Object position labeling entries:
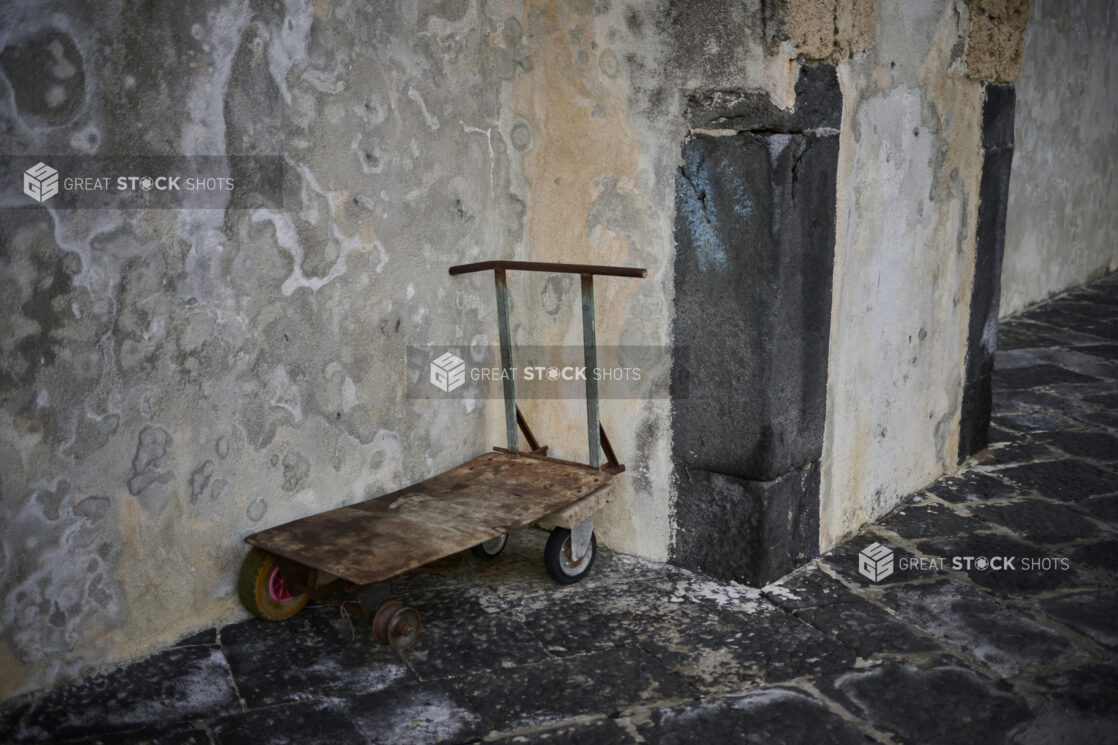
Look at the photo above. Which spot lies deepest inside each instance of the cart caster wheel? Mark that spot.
(262, 590)
(557, 557)
(396, 625)
(491, 548)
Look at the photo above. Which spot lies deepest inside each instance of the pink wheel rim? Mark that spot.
(276, 588)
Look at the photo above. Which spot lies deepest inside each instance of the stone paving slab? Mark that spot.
(169, 687)
(1002, 638)
(654, 653)
(1064, 479)
(1095, 614)
(316, 723)
(1020, 567)
(538, 695)
(769, 715)
(929, 520)
(1040, 521)
(314, 653)
(434, 712)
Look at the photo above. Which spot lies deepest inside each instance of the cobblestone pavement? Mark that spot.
(964, 652)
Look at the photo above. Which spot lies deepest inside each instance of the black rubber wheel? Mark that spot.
(491, 548)
(558, 562)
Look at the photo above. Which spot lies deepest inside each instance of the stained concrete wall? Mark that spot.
(1063, 192)
(909, 171)
(176, 379)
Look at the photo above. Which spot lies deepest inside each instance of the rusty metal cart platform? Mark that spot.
(471, 507)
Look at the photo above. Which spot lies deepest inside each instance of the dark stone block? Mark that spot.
(1035, 376)
(777, 716)
(925, 520)
(1029, 399)
(532, 696)
(1091, 613)
(1032, 568)
(749, 531)
(752, 298)
(424, 713)
(997, 635)
(1067, 479)
(295, 724)
(595, 732)
(997, 114)
(172, 686)
(972, 487)
(755, 234)
(315, 653)
(818, 105)
(950, 705)
(1038, 520)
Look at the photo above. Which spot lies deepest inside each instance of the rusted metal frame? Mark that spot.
(590, 360)
(607, 449)
(532, 443)
(606, 469)
(505, 339)
(580, 539)
(327, 593)
(551, 266)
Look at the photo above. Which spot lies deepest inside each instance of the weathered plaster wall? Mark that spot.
(176, 379)
(909, 170)
(1063, 191)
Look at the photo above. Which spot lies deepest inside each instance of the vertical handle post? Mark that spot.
(505, 340)
(590, 358)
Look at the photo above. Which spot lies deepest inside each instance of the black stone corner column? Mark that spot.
(997, 114)
(755, 233)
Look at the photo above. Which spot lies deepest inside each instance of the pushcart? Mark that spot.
(474, 506)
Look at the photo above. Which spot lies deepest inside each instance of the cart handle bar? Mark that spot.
(547, 266)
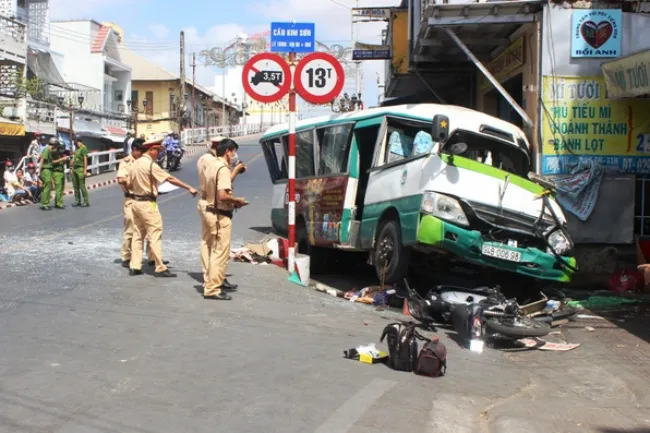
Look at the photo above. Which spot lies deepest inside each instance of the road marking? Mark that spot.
(65, 233)
(353, 409)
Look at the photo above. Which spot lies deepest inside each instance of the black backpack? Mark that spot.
(402, 346)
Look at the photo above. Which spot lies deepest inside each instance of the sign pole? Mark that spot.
(291, 265)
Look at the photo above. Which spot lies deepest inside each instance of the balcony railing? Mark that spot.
(13, 42)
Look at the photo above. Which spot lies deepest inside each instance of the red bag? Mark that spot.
(627, 279)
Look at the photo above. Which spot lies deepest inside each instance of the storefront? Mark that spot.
(586, 125)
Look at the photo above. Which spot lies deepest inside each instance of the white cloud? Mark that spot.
(82, 9)
(160, 31)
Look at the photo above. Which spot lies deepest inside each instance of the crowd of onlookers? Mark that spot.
(23, 186)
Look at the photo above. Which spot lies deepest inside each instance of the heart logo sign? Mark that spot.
(596, 35)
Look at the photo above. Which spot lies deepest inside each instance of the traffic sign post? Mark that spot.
(291, 183)
(266, 78)
(293, 38)
(319, 78)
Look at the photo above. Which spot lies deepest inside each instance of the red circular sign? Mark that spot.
(266, 77)
(319, 78)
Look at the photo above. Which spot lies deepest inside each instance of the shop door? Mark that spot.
(514, 87)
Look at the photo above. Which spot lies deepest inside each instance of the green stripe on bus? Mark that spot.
(477, 167)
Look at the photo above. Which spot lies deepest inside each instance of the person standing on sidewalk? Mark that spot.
(46, 172)
(79, 173)
(143, 179)
(59, 159)
(218, 215)
(127, 234)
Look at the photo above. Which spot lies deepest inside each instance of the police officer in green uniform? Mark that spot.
(79, 171)
(47, 165)
(59, 159)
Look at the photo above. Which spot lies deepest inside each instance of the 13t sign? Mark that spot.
(319, 78)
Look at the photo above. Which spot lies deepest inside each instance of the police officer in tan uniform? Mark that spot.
(143, 179)
(218, 216)
(209, 158)
(137, 149)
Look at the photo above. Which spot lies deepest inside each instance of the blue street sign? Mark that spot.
(293, 37)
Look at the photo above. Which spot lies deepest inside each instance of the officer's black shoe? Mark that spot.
(165, 274)
(219, 297)
(229, 286)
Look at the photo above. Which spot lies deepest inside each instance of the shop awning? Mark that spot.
(12, 129)
(457, 32)
(115, 134)
(628, 77)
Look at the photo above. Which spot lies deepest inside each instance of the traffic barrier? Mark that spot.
(189, 151)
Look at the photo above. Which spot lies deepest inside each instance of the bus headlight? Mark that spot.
(559, 242)
(444, 207)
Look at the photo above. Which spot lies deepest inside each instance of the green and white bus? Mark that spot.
(440, 180)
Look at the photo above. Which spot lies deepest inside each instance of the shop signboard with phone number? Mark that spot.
(580, 122)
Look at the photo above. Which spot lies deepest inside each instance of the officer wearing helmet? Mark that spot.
(52, 161)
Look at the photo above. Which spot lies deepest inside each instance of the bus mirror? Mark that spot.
(440, 128)
(456, 148)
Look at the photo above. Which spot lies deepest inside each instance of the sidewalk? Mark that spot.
(101, 180)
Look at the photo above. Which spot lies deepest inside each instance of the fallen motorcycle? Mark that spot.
(480, 313)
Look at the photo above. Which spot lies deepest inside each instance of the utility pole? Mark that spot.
(182, 96)
(193, 94)
(223, 100)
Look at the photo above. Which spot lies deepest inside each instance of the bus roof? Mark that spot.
(457, 116)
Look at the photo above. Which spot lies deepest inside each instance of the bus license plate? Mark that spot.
(501, 253)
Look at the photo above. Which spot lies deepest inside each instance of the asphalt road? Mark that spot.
(86, 348)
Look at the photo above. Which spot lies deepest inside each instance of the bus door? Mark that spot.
(276, 162)
(322, 182)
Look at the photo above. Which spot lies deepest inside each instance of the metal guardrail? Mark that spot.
(200, 135)
(97, 160)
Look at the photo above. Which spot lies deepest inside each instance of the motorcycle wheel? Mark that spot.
(520, 327)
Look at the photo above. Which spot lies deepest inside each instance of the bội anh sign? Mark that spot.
(578, 121)
(12, 129)
(504, 64)
(596, 32)
(629, 76)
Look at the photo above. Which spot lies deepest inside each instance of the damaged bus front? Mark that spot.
(444, 181)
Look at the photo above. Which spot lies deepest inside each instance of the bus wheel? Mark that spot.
(319, 258)
(390, 257)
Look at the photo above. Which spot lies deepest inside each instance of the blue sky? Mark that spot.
(152, 27)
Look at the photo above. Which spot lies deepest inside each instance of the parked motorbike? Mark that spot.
(161, 158)
(174, 159)
(476, 314)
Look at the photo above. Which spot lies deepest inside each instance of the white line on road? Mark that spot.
(353, 409)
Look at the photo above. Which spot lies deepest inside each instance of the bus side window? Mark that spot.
(305, 154)
(333, 143)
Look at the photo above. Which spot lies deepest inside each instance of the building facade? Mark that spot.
(28, 75)
(156, 105)
(98, 83)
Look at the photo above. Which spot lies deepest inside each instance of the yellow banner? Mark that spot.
(578, 120)
(629, 76)
(11, 129)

*Task*
The answer consists only of the lines from the one containing "bus front? Mark that spot." to the end of the records, each written out exactly.

*Answer for the task*
Look at the photo above. Which spot lies deepest inside each instance of the damaged bus front? Mark that spot.
(444, 181)
Look at the photo above. Which spot lies deepest inside each instance of the bus wheel? Mark that spot.
(319, 258)
(390, 257)
Look at the photo above. Which spot lies deepest inside each instance of the blue sky? Mark that spot.
(152, 27)
Look at the photo above. Which spot lies deepest inside each instance of the parked motorbike? Mark that spot.
(161, 158)
(174, 159)
(476, 314)
Look at the photo above. Which spot lies deepest inside each instance of the white line on road? Mark that spot.
(353, 409)
Look at the photo above. Which spot lies deepest inside each instance of the bus side window? Mark that spot.
(305, 154)
(333, 143)
Look at the photo above. Which spot lies deepest inside each instance of the building facade? Mark that spot.
(28, 75)
(156, 105)
(98, 83)
Look at the photo above. Which spot lies deepest inside each instance of the yellow banner? Mark that spot.
(578, 120)
(629, 76)
(11, 129)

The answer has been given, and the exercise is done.